◆ **Given task A**:
Check the passage on the IACHR's annual report against each statement below and mark it yes or no, quoting the exact words of the passage that decide it. (i) In 2001 the Commission issued 74 reports. (ii) Chapter III is the shortest chapter of the annual report. (iii) The Commission's on-site visit in full takes place next week.

=== Passage shown ===

The Special Rapporteur for Freedom of Expression, Santiago Canton, informed me that his office was concerned about the lack of information available to Venezuelans during the days of institutional crisis, a time when quick access to information is indispensable to the defense of democracy. If this was due to any deliberate decisions taken by media chiefs, the Office of the Special Rapporteur and the Commission hope that the Venezuelan media will take stock of the role they played during this time period.


The IACHR will keep a close watch on further developments in the human rights situation in Venezuela. Next week’s on-site visit by the Commission in full represents an opportunity for the Commission to do exactly this and to advance the dialogue begun with authorities and civil society. This should contribute to the protection and defense of human rights within a framework of democracy and institutional legality.


Chapter III goes to the very heart of the IACHR’s work as it reports on deliberations on complaints of human rights violations. This is the longest chapter of the annual report - it contains the actual decisions taken on petitions and individual cases lodged with the Commission and processed in accordance with the appropriate rules. The Commission confers ever more importance on the petition and individual case system and to friendly settlement of cases, four of which are covered in this year’s report. Currently, the IACHR is participating in negotiations for the friendly settlement of dozens of other cases affecting various countries. The willingness of the parties to talk and look for creative solutions is without a doubt a positive sign of the growing maturity of our system.


In 2001 the Commission issued 74 reports: 36 declarations of admissibility and 22 of inadmissibility, 12 friendly settlements and 4 reports on the merits. These reports reflect a growing diversity of complaints. The Commission has continued to examine structural problems, such as violations of due process, extrajudicial executions, impunity and abuse of military jurisdiction. The Commission has also taken decisions on matters that are coming more and more to the forefront, such as women’s rights, freedom of expression and cultural, social and economic rights. Such cases highlight the growing legal complexity of cases, as well as the Commission’s will to improve its own reasoning and argumentation. The Commission aims not only to hand down decisions well-grounded in law, but also to promote human rights by legally determining the scope of the obligations voluntarily taken on by OAS member states. Lastly, through its reports the Commission also tries to clarify various procedural questions especially in regard to the admissibility of petitions, such as the competency to lodge complaints, the time period for which the American Convention is in effect, and exceptions to the rule on exhaustion of internal remedies, among others. In this way the Commission contributes to the legal solidity of our system, establishing rules and standards to be guided by. The IACHR would like to recall that the approval and publication of a report on the merits of an individual case does, to some degree, proffer reparation to someone whose human rights have been violated and who could not obtain justice in domestic jurisdictions.

===

◆ **Given task B**:
Count how many lines of the rows below contain the string "dark", with case counting, and reply with the number alone.

=== Given data ===

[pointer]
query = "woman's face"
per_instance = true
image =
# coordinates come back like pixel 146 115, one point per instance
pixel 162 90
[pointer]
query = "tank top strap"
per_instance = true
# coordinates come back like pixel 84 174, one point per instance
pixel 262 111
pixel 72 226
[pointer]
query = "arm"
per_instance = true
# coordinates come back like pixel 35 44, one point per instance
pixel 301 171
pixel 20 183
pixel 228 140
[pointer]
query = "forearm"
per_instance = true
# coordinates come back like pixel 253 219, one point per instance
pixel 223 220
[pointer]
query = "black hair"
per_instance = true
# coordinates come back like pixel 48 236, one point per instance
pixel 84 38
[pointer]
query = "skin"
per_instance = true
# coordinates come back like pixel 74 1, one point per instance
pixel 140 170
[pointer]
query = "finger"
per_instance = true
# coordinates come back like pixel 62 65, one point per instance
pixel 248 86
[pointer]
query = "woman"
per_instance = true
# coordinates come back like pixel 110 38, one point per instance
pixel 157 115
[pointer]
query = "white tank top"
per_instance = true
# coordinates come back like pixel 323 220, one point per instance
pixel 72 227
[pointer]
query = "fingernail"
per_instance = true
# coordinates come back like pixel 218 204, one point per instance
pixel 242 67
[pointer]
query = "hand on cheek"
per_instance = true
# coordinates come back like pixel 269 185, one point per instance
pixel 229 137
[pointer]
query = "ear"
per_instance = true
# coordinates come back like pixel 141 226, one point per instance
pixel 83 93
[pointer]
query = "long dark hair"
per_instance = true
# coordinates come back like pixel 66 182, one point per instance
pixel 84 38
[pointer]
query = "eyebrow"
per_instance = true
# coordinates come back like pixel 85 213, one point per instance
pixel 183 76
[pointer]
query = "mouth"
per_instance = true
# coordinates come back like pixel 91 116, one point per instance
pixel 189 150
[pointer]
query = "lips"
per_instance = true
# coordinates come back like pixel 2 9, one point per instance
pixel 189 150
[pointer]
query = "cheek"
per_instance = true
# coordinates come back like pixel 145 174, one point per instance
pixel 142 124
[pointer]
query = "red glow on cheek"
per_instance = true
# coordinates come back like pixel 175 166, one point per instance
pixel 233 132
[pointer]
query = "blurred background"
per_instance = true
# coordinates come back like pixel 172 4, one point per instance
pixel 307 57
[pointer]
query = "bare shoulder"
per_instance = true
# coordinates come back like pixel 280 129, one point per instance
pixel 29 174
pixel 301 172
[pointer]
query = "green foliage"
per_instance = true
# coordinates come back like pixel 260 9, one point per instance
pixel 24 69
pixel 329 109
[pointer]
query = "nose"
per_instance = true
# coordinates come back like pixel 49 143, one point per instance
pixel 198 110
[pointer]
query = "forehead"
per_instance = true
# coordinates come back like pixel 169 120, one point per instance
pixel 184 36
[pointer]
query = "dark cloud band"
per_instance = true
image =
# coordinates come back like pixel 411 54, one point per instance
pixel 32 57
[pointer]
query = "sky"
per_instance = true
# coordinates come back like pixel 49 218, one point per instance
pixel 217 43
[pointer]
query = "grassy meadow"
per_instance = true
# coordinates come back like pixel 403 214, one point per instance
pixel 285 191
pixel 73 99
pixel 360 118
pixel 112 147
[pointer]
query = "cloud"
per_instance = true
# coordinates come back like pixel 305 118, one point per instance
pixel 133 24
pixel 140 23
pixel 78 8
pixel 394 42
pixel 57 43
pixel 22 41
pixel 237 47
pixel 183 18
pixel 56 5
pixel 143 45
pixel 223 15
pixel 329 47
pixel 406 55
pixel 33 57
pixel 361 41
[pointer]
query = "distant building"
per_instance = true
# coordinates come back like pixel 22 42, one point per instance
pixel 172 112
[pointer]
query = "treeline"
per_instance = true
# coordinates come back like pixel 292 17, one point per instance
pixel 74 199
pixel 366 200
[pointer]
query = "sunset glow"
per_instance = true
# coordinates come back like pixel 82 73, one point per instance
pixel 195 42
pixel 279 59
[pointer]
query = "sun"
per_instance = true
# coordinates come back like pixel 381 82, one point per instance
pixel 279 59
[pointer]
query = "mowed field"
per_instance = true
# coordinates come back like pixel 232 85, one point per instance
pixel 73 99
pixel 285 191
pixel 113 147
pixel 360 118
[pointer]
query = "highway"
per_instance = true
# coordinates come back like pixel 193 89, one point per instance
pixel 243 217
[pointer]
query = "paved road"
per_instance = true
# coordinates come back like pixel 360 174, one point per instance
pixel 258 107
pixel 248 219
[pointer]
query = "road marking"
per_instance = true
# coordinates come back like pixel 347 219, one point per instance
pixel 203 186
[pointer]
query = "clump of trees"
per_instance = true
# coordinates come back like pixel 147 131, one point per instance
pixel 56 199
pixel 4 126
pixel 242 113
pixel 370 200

===

◆ **Task answer A**:
(i) Yes: "In 2001 the Commission issued 74 reports"
(ii) No: "This is the longest chapter of the annual report"
(iii) Yes: "Next week’s on-site visit by the Commission in full"

◆ **Task answer B**:
2